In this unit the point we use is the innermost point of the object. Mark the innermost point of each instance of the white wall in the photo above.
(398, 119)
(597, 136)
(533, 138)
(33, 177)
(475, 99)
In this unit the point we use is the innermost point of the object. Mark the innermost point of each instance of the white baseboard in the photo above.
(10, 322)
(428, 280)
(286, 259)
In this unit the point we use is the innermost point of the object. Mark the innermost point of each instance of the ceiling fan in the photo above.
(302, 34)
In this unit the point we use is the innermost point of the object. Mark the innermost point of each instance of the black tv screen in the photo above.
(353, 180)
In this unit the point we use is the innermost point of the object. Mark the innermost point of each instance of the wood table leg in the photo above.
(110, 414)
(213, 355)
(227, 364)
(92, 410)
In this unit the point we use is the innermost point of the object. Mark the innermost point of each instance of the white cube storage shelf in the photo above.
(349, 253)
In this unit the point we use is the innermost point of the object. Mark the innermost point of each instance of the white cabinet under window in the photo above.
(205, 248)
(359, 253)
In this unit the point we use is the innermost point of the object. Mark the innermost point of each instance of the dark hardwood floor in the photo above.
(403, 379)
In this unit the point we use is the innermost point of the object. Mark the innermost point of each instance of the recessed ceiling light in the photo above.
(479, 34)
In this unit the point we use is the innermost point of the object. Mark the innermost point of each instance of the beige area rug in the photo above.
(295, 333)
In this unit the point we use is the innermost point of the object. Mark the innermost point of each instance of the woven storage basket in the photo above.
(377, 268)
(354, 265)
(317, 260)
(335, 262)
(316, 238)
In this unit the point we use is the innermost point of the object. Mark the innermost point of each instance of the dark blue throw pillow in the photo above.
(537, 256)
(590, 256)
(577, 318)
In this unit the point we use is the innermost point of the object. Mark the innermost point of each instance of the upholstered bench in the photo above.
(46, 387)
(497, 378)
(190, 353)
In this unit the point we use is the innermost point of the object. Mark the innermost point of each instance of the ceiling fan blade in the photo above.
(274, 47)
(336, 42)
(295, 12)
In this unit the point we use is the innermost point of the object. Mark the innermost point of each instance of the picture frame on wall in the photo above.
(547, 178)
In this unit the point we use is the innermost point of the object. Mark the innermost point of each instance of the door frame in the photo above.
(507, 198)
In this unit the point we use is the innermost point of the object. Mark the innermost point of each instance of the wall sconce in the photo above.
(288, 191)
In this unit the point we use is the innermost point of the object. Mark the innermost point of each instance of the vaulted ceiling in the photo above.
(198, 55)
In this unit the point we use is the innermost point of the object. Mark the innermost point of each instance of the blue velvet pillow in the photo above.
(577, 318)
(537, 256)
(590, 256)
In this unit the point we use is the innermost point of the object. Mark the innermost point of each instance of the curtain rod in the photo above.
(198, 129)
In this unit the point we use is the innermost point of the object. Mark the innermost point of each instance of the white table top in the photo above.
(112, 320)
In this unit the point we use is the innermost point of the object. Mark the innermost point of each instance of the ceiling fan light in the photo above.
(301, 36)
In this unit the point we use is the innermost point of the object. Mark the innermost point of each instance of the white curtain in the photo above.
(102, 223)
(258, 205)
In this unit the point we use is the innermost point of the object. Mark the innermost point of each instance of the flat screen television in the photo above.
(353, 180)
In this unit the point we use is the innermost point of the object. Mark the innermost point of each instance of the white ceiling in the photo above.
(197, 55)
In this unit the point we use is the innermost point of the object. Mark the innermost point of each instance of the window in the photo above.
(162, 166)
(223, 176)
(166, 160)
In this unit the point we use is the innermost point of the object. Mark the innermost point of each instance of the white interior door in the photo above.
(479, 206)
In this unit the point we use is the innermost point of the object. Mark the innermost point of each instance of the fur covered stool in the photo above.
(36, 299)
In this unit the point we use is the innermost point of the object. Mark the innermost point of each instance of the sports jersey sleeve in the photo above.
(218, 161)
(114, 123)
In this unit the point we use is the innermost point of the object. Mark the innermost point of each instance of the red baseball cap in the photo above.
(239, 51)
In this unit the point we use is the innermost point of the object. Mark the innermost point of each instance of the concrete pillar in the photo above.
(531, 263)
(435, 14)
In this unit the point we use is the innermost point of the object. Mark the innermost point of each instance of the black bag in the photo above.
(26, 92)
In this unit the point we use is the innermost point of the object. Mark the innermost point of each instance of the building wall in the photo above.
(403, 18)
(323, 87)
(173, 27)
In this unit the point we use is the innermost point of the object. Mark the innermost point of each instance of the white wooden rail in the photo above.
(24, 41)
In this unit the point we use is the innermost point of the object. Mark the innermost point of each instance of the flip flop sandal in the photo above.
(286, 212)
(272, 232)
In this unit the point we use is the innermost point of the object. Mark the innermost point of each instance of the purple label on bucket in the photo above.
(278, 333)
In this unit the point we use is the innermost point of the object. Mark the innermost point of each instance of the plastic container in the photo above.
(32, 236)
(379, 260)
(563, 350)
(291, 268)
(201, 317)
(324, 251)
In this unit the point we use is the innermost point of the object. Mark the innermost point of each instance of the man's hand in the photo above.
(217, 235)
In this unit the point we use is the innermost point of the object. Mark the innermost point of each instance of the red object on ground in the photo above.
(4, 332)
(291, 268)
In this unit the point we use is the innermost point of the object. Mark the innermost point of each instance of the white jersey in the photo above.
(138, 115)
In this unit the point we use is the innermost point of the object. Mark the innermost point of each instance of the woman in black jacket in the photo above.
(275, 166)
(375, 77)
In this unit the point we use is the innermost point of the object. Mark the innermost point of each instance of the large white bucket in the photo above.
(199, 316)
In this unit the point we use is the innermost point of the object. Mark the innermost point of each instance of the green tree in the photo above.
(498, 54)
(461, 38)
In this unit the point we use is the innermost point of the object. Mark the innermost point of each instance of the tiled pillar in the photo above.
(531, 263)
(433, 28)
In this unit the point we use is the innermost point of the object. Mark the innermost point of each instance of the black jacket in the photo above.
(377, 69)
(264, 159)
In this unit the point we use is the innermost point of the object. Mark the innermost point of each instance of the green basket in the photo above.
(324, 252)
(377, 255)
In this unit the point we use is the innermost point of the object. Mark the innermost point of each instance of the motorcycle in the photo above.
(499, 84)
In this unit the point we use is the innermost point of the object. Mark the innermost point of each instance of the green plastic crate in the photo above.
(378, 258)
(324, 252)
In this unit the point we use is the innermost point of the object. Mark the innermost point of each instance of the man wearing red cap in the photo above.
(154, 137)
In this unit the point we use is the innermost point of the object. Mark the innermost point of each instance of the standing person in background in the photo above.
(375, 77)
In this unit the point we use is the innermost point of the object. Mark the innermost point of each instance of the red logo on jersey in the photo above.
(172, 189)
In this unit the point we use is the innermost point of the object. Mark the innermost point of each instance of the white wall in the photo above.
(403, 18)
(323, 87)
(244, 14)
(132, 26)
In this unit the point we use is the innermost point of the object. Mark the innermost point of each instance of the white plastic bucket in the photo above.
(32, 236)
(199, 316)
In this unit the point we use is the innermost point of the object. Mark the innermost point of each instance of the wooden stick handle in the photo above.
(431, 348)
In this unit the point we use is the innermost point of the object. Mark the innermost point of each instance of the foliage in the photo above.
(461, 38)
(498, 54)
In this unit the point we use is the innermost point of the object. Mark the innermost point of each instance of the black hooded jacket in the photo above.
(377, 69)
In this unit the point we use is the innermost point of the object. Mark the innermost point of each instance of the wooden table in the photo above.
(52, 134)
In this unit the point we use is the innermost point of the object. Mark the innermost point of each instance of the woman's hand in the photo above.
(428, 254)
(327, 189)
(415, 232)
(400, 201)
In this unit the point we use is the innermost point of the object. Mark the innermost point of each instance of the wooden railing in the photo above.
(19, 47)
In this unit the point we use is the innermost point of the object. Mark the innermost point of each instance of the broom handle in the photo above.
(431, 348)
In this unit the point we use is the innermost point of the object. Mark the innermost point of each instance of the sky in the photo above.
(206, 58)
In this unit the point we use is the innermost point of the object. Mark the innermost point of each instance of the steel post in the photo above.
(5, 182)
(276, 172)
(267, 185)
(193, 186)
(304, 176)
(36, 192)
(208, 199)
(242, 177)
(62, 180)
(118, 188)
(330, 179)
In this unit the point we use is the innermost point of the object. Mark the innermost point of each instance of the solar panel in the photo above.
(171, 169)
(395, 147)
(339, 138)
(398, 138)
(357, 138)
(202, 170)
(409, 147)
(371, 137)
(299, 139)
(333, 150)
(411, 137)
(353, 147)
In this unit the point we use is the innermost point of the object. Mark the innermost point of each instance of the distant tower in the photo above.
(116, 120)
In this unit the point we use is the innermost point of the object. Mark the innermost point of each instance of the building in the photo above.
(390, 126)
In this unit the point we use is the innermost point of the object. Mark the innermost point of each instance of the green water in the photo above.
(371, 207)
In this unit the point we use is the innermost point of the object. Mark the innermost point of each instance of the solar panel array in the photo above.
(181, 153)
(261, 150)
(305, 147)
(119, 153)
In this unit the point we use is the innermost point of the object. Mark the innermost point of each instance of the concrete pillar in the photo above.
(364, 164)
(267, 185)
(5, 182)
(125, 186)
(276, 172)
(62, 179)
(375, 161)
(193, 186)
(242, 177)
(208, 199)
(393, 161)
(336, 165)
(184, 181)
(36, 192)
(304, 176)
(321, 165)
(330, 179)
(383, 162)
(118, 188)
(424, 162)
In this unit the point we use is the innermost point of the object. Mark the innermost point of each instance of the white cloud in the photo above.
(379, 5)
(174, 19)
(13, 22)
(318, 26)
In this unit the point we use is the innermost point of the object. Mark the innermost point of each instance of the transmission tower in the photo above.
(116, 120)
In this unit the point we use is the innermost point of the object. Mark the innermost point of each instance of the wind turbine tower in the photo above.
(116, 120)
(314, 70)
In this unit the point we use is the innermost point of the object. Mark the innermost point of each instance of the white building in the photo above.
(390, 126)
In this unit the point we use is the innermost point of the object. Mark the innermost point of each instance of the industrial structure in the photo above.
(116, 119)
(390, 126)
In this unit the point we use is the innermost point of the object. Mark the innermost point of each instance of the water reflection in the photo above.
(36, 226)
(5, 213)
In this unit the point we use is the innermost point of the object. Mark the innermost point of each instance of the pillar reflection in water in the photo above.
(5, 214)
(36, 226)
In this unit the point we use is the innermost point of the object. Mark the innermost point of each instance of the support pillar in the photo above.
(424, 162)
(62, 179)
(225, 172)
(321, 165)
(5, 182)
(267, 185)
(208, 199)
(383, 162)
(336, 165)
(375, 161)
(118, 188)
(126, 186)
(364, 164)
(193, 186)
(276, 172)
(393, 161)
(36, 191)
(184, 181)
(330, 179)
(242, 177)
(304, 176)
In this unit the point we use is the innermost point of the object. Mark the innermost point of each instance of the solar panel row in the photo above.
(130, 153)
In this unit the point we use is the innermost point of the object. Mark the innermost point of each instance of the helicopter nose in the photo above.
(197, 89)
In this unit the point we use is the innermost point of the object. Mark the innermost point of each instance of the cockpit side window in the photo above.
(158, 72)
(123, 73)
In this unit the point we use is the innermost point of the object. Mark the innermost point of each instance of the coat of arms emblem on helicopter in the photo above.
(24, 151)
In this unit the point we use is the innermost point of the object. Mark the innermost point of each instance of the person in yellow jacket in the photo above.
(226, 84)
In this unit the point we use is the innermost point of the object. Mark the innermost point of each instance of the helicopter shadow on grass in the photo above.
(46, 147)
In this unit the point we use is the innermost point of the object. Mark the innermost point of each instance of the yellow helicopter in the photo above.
::::::::
Reproduce, word for word, every line starting at the line that contains "support pillar in the photo above." and ending with the final line of the entries.

In this unit the point we use is the innermost point of the object. Mark the innermost point of each instance of the support pillar in the photo above.
(424, 162)
(62, 179)
(225, 172)
(321, 165)
(5, 182)
(267, 185)
(208, 199)
(383, 162)
(336, 165)
(375, 161)
(118, 188)
(126, 186)
(364, 164)
(193, 186)
(276, 172)
(393, 161)
(36, 191)
(184, 181)
(330, 179)
(242, 177)
(304, 176)
In this unit the point we use is the innermost point of the object. Mark the innermost point of each instance of the solar panel row in the photo above.
(130, 153)
In this unit the point we use is the innermost point of the object. Mark the innermost point of each instance of the helicopter nose in the photo above.
(197, 89)
In this unit the point we use is the innermost point of the object. Mark the innermost point of each instance of the cockpit side window in the photo above.
(158, 72)
(123, 73)
In this unit the point we use is the innermost point of the object. Mark the innermost point of each instance of the coat of arms emblem on helicopter in the photo above.
(24, 151)
In this unit the point we use is the innermost point of the object. Mark the innermost point of each instance of the person in yellow jacket in the photo above.
(226, 84)
In this unit the point we use is the innermost point of the object. Mark the innermost point of each instance of the helicopter shadow on grass in the photo above.
(46, 147)
In this unit the point we use is the innermost point of the object. Mark the innermost point of each instance of the yellow helicopter in the photo above.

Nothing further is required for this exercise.